== Problems ==
A. Summarize the excerpt on farm tenancies in two sentences.
B. List every acreage figure given in the excerpt on farm tenancies.
C. Copy from the excerpt on farm tenancies the part that opens with the words containing "It is to the" and closes with "pay the rent.".

== Text excerpt ==
So there is benefit on both sides, like all things that uphold the delicate dance that is a functioning landlord-tenant relationship.

This development comes as the Crown Estate itself is undergoing a broader transition – with new powers that permit it to borrow money from the Treasury for the first time, enabling it to accelerate investment in offshore wind, among other purposes.

Previously it had only been allowed to fund major capital expenditure from the sale of other assets, with agricultural land recently a major contributor to this, causing its rural estate to shrink from 345,000 acres in 2014 to some 200,000 acres now.

However, last September it made its first major acquisition of recent times, the 2,552-acre Dissington Estate in Northumberland.

The question that remains is this: how big a gravitational pull will this new model have on the sector as a whole?

Will it only work for the biggest estates that can afford to take the longest- term view, or will it in time come to be the norm in England and Wales, at least?

Some may be put off by the complexity of drafting these agreements at the outset versus the boilerplate agreements that all parties are more familiar with.

Yet the high level of intricacy needed to run a modern farming business that takes in food production, environmental schemes, and often at least one other source of income, has been the hallmark of the past decade.

It is to the benefit of neither landlord or tenant if contracts do not keep up with the reality of life on the ground.

Where that is the case, tenants will find themselves more likely to be second-class farming citizens, shut out of the options available to owner-occupiers, and landlords may find that, as a result of this, they increasingly have tenants that can’t pay the rent.

Image point annotation entries
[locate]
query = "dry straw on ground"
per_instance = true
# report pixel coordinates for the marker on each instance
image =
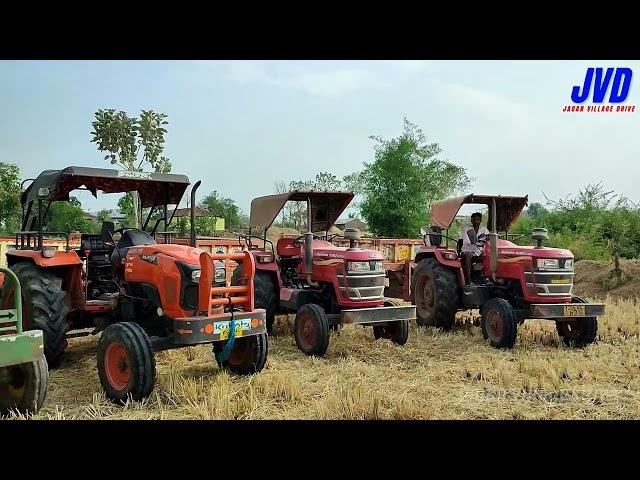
(436, 375)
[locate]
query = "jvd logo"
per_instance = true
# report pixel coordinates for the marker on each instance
(601, 80)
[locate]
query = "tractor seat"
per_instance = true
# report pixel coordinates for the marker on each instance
(285, 248)
(130, 238)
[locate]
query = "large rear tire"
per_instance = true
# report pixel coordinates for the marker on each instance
(249, 354)
(435, 293)
(126, 364)
(311, 330)
(265, 293)
(44, 307)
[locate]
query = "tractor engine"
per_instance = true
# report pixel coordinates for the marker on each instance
(543, 274)
(161, 281)
(354, 277)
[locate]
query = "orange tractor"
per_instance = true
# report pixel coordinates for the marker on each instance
(143, 296)
(323, 284)
(509, 283)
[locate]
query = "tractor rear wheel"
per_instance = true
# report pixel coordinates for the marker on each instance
(23, 387)
(579, 332)
(265, 293)
(397, 331)
(249, 354)
(43, 307)
(311, 330)
(126, 364)
(499, 325)
(435, 293)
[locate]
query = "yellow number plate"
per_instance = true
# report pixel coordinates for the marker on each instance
(574, 311)
(222, 328)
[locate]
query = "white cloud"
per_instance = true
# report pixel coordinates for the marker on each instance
(329, 83)
(483, 101)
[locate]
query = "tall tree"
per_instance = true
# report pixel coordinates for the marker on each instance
(219, 206)
(9, 198)
(399, 185)
(132, 143)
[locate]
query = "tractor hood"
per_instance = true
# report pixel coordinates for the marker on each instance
(323, 249)
(326, 207)
(181, 253)
(508, 249)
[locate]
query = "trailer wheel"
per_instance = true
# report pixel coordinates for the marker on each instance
(126, 364)
(579, 332)
(23, 387)
(311, 330)
(264, 288)
(249, 354)
(398, 331)
(435, 293)
(499, 324)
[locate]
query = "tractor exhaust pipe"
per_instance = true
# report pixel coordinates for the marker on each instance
(308, 247)
(193, 213)
(494, 241)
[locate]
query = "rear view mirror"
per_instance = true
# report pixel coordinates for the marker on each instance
(106, 233)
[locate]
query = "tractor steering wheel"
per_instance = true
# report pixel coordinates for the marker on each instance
(298, 241)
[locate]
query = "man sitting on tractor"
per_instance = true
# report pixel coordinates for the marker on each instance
(472, 242)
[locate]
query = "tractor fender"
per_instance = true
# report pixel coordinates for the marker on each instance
(60, 259)
(438, 254)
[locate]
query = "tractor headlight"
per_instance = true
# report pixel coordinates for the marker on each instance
(221, 275)
(548, 263)
(358, 266)
(195, 276)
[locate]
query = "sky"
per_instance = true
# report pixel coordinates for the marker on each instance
(241, 126)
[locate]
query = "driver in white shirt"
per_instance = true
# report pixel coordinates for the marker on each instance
(470, 247)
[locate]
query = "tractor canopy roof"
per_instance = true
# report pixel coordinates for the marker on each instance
(153, 188)
(508, 209)
(326, 207)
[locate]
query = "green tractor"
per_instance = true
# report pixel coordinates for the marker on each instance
(24, 373)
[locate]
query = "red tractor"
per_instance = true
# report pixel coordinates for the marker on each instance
(511, 283)
(324, 284)
(142, 295)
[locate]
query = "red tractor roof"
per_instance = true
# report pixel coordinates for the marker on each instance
(508, 209)
(153, 188)
(326, 207)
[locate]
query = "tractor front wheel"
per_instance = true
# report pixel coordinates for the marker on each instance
(23, 387)
(126, 364)
(249, 354)
(499, 325)
(311, 330)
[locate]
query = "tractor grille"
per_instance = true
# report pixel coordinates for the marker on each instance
(365, 286)
(557, 283)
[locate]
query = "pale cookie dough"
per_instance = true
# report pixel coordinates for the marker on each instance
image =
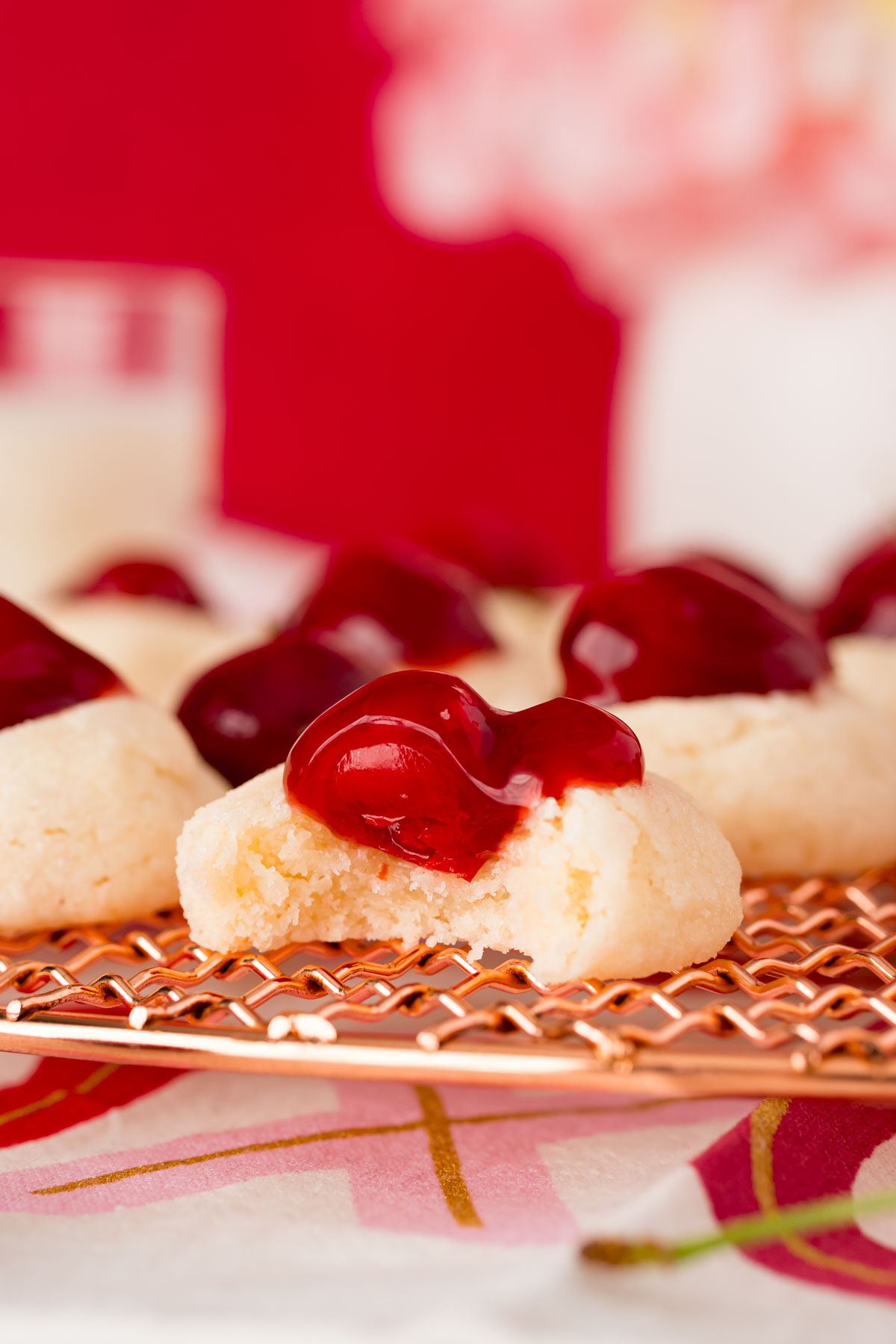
(526, 668)
(800, 783)
(865, 667)
(92, 800)
(609, 882)
(156, 647)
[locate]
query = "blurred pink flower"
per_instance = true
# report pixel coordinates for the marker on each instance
(630, 134)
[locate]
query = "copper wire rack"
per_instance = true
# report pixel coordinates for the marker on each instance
(802, 1001)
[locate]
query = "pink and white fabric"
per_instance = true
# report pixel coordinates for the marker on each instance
(230, 1204)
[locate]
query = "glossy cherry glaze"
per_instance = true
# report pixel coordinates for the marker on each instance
(40, 672)
(388, 606)
(420, 766)
(141, 578)
(680, 632)
(245, 714)
(865, 601)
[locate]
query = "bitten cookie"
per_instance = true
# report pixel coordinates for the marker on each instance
(429, 816)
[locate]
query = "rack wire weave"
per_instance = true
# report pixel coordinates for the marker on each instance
(802, 1001)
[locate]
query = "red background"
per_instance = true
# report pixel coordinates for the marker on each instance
(374, 379)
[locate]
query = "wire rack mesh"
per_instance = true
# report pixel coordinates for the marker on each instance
(801, 1001)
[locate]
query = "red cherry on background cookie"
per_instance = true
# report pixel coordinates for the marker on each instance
(390, 605)
(679, 632)
(418, 765)
(723, 569)
(40, 672)
(245, 714)
(865, 601)
(140, 578)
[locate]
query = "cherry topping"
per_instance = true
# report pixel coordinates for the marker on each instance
(679, 631)
(395, 605)
(245, 714)
(865, 600)
(141, 578)
(418, 765)
(40, 672)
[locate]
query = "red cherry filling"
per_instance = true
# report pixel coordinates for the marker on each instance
(418, 765)
(865, 601)
(40, 672)
(388, 606)
(141, 578)
(245, 714)
(679, 631)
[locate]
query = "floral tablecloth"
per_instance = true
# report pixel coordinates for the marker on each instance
(146, 1199)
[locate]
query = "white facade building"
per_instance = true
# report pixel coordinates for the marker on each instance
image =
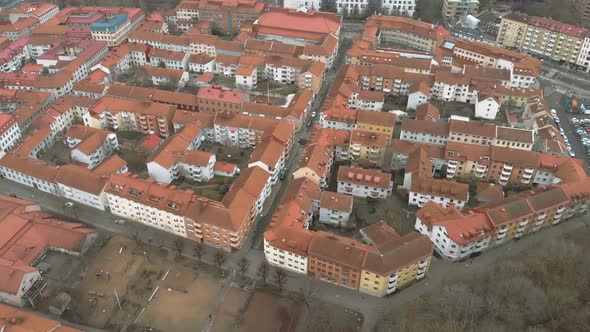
(285, 259)
(487, 108)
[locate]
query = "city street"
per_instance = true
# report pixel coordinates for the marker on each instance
(372, 308)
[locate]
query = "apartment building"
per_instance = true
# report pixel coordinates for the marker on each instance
(90, 146)
(269, 155)
(417, 35)
(513, 30)
(402, 149)
(149, 203)
(422, 187)
(13, 55)
(249, 131)
(230, 17)
(334, 208)
(316, 163)
(367, 147)
(24, 225)
(78, 184)
(384, 270)
(29, 172)
(362, 182)
(114, 31)
(485, 133)
(246, 77)
(168, 59)
(376, 122)
(201, 63)
(510, 166)
(312, 26)
(386, 263)
(182, 101)
(457, 9)
(217, 100)
(523, 69)
(545, 38)
(391, 7)
(427, 132)
(177, 156)
(336, 259)
(419, 94)
(10, 132)
(455, 236)
(163, 76)
(118, 113)
(325, 52)
(39, 10)
(21, 28)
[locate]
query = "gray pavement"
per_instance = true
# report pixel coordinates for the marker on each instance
(371, 307)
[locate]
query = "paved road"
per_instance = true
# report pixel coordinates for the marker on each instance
(554, 99)
(371, 307)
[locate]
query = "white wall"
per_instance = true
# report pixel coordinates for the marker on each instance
(284, 259)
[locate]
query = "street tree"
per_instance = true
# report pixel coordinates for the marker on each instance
(280, 277)
(328, 6)
(199, 250)
(373, 7)
(179, 244)
(243, 265)
(219, 259)
(263, 271)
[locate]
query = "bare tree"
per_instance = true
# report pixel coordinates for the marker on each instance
(199, 250)
(179, 244)
(263, 271)
(243, 265)
(306, 293)
(280, 277)
(219, 259)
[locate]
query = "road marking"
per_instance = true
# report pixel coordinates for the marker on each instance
(561, 90)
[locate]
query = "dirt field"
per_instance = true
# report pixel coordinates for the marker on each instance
(158, 294)
(325, 317)
(57, 154)
(182, 302)
(154, 292)
(230, 314)
(270, 312)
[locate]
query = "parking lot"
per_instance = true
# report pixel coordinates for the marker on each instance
(564, 123)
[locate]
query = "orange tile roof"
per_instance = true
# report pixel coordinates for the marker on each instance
(268, 152)
(18, 320)
(368, 138)
(25, 234)
(438, 187)
(362, 176)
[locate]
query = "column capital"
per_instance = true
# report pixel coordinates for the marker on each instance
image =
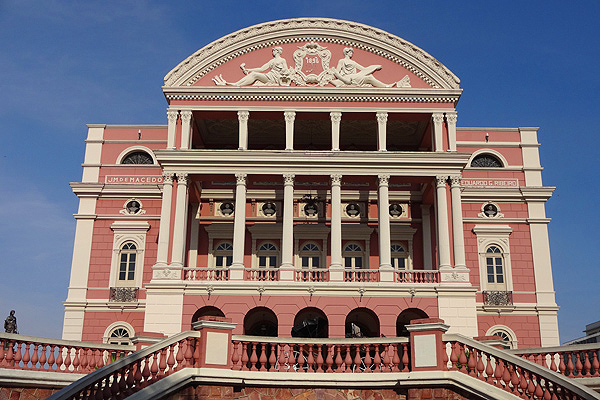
(438, 118)
(381, 116)
(451, 117)
(243, 115)
(182, 178)
(288, 179)
(168, 178)
(289, 116)
(455, 180)
(384, 179)
(241, 178)
(186, 116)
(440, 180)
(172, 115)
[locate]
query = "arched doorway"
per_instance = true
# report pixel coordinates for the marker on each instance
(362, 322)
(404, 319)
(260, 321)
(207, 311)
(310, 322)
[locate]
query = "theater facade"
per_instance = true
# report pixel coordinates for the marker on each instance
(311, 181)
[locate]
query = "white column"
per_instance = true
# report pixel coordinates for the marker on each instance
(172, 117)
(438, 120)
(426, 225)
(186, 127)
(382, 130)
(451, 119)
(239, 222)
(180, 223)
(336, 222)
(336, 118)
(290, 116)
(162, 252)
(383, 205)
(287, 240)
(243, 130)
(442, 222)
(457, 224)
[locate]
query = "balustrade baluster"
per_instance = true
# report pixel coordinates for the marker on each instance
(244, 356)
(263, 357)
(357, 359)
(34, 355)
(154, 367)
(272, 356)
(235, 357)
(348, 360)
(180, 352)
(253, 358)
(395, 358)
(570, 366)
(319, 358)
(405, 357)
(329, 360)
(368, 359)
(578, 365)
(338, 359)
(171, 359)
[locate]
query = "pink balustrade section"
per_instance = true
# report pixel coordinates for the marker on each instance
(50, 355)
(311, 275)
(351, 356)
(417, 276)
(261, 274)
(205, 274)
(361, 275)
(576, 361)
(508, 372)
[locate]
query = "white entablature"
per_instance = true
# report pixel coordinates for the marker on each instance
(381, 44)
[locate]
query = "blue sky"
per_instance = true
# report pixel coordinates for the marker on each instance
(66, 64)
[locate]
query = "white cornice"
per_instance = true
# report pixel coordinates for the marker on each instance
(325, 30)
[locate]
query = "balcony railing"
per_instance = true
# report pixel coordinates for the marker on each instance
(261, 274)
(417, 276)
(497, 298)
(206, 274)
(312, 275)
(361, 275)
(123, 294)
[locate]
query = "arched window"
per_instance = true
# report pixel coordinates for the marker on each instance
(494, 261)
(138, 157)
(127, 260)
(267, 255)
(486, 161)
(310, 256)
(223, 255)
(119, 335)
(399, 256)
(353, 256)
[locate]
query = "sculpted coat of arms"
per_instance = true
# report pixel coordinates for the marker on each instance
(311, 68)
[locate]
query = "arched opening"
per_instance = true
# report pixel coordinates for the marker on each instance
(207, 311)
(404, 319)
(310, 322)
(260, 321)
(362, 322)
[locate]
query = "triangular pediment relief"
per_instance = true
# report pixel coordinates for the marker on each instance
(312, 52)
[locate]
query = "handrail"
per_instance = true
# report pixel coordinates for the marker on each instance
(509, 372)
(136, 371)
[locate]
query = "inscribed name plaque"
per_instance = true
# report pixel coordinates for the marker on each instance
(489, 182)
(133, 179)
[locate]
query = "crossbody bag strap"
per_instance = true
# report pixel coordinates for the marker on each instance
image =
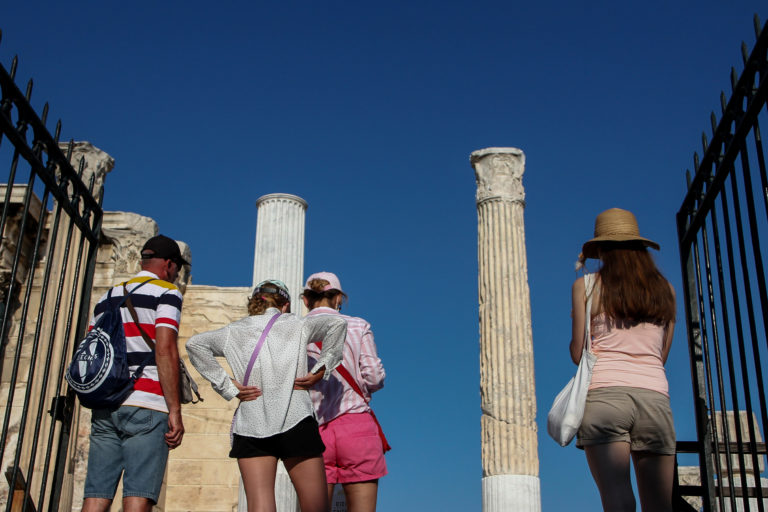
(258, 348)
(135, 317)
(590, 283)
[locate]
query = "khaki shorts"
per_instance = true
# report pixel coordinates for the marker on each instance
(637, 416)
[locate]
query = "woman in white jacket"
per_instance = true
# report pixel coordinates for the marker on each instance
(275, 419)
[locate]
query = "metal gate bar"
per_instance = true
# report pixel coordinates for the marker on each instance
(726, 298)
(43, 326)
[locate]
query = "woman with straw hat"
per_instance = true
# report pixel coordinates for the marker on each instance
(627, 414)
(267, 352)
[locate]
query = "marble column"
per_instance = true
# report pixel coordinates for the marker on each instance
(280, 242)
(508, 396)
(279, 254)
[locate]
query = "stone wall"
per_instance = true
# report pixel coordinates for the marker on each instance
(200, 475)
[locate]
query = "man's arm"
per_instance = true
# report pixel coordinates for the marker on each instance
(167, 358)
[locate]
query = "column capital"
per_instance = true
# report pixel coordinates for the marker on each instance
(499, 174)
(96, 163)
(284, 197)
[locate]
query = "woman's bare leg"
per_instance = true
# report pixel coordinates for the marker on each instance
(259, 481)
(655, 475)
(609, 464)
(361, 496)
(308, 477)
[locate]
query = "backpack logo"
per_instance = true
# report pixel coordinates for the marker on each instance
(95, 358)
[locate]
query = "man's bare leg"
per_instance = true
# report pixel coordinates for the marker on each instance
(96, 505)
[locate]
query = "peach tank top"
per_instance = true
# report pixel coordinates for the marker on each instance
(628, 357)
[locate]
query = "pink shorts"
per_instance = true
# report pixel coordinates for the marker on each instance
(353, 450)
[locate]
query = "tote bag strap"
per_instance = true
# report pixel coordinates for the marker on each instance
(590, 282)
(258, 348)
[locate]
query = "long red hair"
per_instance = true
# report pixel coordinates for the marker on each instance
(632, 290)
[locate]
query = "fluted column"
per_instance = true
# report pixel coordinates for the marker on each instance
(508, 395)
(279, 254)
(280, 242)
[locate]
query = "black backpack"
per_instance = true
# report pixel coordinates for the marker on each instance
(99, 372)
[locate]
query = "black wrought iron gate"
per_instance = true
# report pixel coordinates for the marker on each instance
(721, 225)
(50, 225)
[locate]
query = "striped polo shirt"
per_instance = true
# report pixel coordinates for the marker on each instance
(157, 304)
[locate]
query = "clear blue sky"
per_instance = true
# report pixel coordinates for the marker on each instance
(369, 112)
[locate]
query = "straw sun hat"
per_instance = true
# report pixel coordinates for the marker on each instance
(615, 225)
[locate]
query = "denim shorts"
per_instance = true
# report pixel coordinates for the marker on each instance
(131, 440)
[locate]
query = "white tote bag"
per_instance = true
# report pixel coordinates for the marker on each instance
(567, 411)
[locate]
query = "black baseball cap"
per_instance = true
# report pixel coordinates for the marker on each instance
(161, 246)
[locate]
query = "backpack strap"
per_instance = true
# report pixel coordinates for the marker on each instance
(134, 316)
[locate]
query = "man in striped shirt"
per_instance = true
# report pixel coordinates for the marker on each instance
(134, 439)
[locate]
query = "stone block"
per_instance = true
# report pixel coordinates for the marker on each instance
(200, 498)
(203, 447)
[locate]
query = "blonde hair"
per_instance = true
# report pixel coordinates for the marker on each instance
(262, 301)
(316, 293)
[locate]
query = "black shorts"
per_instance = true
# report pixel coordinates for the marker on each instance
(303, 440)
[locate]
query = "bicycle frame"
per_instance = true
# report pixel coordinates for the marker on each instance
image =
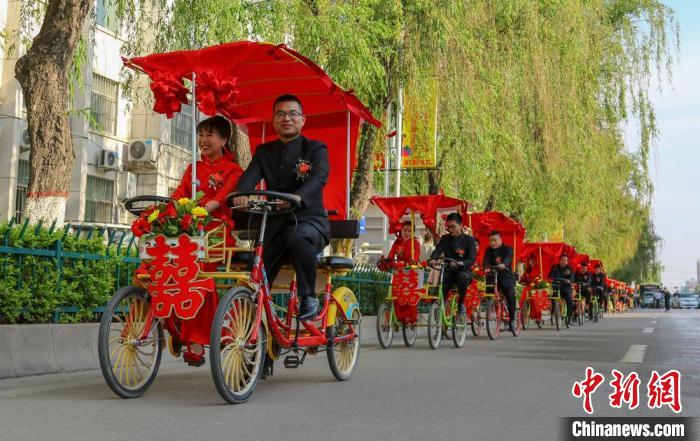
(501, 303)
(284, 332)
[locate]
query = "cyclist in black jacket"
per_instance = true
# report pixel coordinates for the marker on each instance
(500, 256)
(458, 246)
(562, 277)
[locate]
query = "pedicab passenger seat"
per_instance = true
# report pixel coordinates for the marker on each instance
(341, 229)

== Set of answers ==
A. The Crown Estate can now borrow from the Treasury for the first time, but before this it funded major capital spending by selling assets such as agricultural land, which shrank its rural estate from 345,000 acres in 2014 to about 200,000 acres, though last September it bought the 2,552-acre Dissington Estate in Northumberland. It is still unclear whether the new model will spread across the sector, but contracts that do not keep up with the reality of modern farming benefit neither landlord nor tenant.

B.
345,000 acres
200,000 acres
2,552 acres

C.
It is to the benefit of neither landlord or tenant if contracts do not keep up with the reality of life on the ground.

Where that is the case, tenants will find themselves more likely to be second-class farming citizens, shut out of the options available to owner-occupiers, and landlords may find that, as a result of this, they increasingly have tenants that can’t pay the rent.